Beginning at the line that includes "# fill-rule: evenodd" in the entries below, print each line exactly as it appears, through the last one.

• **PROVIDED DATA**:
****
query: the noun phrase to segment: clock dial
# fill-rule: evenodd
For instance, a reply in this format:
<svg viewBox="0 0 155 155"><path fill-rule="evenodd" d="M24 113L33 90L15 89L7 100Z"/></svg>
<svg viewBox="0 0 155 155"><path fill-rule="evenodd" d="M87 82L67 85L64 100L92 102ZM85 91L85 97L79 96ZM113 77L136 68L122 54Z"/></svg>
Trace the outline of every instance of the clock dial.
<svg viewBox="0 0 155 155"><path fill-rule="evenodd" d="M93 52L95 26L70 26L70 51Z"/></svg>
****
• **SOLVED PROBLEM**:
# fill-rule: evenodd
For instance, a reply in this format:
<svg viewBox="0 0 155 155"><path fill-rule="evenodd" d="M24 113L33 90L15 89L7 100Z"/></svg>
<svg viewBox="0 0 155 155"><path fill-rule="evenodd" d="M87 82L67 85L64 100L92 102ZM85 91L85 97L79 96ZM113 77L136 68L122 54Z"/></svg>
Trace the outline of every instance of the clock dial.
<svg viewBox="0 0 155 155"><path fill-rule="evenodd" d="M93 52L95 26L70 26L70 51Z"/></svg>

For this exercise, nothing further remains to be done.